= TASK REQUIREMENTS =
Only lines holding the string "bodywork" are wanted; copy each one from the material.

***** RECORDS TO USE *****

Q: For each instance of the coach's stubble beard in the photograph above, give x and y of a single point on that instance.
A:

*****
***** RECORDS TO USE *****

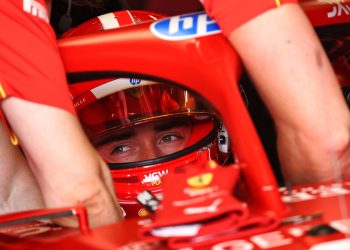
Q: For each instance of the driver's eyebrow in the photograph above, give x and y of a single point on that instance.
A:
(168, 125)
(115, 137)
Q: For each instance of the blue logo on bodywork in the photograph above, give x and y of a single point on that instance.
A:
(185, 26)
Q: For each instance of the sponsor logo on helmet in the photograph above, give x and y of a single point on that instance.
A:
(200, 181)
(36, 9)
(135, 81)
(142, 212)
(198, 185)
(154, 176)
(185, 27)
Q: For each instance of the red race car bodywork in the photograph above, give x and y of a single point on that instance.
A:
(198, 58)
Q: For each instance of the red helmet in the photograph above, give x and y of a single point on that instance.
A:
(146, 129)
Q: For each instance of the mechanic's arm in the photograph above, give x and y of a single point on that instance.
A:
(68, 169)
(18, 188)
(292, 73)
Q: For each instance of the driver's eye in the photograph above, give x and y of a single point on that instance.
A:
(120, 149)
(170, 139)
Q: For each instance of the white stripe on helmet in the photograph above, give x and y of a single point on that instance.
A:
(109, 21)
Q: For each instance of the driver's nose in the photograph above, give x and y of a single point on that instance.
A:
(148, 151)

*****
***** RECORDS TO USE *****

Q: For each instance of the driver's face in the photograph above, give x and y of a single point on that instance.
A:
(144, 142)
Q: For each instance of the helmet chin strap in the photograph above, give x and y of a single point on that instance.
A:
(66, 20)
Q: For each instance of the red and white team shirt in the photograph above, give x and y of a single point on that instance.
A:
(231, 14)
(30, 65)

*****

= ANSWER TO THIS TASK =
Q: For each instance of the blue logo on bodywork in the photograph above, give x and y of a single point on that instance.
Q: For each instance of the red race car bodywork in the photograph above, give x and y of a single point on that instance.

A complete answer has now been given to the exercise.